Texte du document —
——

Töpffer débonnaire et caustique
Où le sémillant humoriste apparaît aussi en critique acéré et prémonitoire des méfaits d’un certain tourisme…
par Jacques Bron
Cent cinquante ans après sa mort, Rodolphe Töpffer (1799-1846) enchante toujours de nombreux lecteurs. Sa verve roborative n’a perdu aucune de ses vertus, bien au contraire, car on découvre en cet auteur aimable des aspects étonnamment modernes.
Tout le monde répète que Töpffer a inventé la bande dessinée. C’est un peu court, si l’on en reste là. Certes, il fut probablement le premier à dérouler une histoire en images soulignées de légendes, ce qui lui vaut comme il se doit le titre de «père de la bd». Reconnaissons-lui aussi le mérite d’être à la fois l’auteur des textes et des illustrations, ce qui n’est pas toujours le cas dans cet art. Mais il y a bien davantage, chez le Genevois, qu’un talent de créateur d’albums amusants, encore que ce talent suffirait pour le classer parmi les plus originaux et les plus fins de ses confrères.

——

Défi 1 —
Relevez tous les adjectifs qui qualifient Töpffer ou le désignent indirectement dans le titre et le sous-titre de l'article sur Töpffer.
Défi 2 —
D'après l'article sur Töpffer, quel titre lui vaut le fait d'avoir probablement été le premier à dérouler une histoire en images soulignées de légendes ?
Pour répondre, appuyez-vous uniquement sur l'article consacré à Töpffer.

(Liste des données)
——

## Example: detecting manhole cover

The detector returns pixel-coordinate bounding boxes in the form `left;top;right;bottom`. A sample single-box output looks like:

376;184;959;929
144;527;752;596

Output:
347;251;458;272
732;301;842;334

——

Bonne réponse 1 —
débonnaire, caustique, sémillant, acéré, prémonitoire

Bonne réponse 2 —
Le titre de «père de la bd».